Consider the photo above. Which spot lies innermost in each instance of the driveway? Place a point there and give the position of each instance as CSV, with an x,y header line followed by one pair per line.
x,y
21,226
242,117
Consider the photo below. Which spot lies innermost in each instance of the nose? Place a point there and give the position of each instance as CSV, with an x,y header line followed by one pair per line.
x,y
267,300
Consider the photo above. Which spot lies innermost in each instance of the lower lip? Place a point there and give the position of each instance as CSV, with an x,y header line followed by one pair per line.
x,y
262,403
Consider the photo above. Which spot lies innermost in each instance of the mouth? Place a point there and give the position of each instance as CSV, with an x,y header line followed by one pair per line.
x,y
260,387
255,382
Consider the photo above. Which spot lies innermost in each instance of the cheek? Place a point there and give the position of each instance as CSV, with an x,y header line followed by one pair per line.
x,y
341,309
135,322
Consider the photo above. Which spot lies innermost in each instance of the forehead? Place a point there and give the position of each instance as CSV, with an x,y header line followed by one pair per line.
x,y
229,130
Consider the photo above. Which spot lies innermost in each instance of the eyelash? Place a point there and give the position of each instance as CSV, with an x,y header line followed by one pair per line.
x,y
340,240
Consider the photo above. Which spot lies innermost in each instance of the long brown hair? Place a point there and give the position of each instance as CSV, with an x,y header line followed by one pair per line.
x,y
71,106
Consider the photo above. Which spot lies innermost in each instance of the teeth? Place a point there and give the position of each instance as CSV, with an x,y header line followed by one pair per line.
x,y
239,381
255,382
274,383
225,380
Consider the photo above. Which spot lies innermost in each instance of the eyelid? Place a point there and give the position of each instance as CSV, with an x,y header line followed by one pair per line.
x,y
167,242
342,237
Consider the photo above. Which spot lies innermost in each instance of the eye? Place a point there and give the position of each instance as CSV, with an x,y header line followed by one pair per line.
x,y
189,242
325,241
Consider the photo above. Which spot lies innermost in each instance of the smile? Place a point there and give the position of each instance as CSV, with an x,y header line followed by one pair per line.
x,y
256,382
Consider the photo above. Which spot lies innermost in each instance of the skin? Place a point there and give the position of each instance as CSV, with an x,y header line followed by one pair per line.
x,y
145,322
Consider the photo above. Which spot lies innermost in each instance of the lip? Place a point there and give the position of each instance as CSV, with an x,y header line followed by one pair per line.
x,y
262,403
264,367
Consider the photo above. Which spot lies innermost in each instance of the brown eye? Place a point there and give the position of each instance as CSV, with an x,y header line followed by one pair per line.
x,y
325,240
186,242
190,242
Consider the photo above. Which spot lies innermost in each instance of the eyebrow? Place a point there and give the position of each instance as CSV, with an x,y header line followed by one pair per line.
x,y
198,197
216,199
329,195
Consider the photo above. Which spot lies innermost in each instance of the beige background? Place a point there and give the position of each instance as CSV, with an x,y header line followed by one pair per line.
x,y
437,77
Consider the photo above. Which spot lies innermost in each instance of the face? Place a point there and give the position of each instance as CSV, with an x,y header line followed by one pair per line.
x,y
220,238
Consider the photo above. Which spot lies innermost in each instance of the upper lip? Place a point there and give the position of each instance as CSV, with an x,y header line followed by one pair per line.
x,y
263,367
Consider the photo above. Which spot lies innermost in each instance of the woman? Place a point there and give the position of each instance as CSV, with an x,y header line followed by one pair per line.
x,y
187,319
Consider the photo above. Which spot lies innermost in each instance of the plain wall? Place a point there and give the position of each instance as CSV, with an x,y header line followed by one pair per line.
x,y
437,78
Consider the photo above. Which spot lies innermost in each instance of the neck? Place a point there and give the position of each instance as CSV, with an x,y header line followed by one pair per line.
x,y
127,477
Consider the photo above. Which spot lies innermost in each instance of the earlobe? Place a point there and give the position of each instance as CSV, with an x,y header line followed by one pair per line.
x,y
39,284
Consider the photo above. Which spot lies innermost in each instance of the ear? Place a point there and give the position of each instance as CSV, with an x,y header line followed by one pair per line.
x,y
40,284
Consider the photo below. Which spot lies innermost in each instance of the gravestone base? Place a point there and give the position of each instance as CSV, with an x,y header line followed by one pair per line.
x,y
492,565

- - - - - - -

After locating the line that contains "of the neck?", output it and the remaining lines of the material above, exactly as they read.

Consider the photo above. Which spot lies innermost in each instance of the neck? Place a point there and give the position of each instance as CSV, with an x,y header line followed by one pair per line.
x,y
127,477
Consider the photo above. Which spot lies innermost in each instance of the earlobe? Place a point there and give the position of each instance as CSV, with an x,y header line followed by one pair per line.
x,y
39,284
Consider the photo above. Which spot lies innermost in each instance of the ear? Place a point there and give the position of each instance as CSV, with an x,y header line followed by one pair per line.
x,y
40,284
Consider the photo below. Which spot lies innermost in each instance of the gravestone base? Place a point there and give the position of each instance as CSV, with an x,y header line followed by one pair per line.
x,y
492,565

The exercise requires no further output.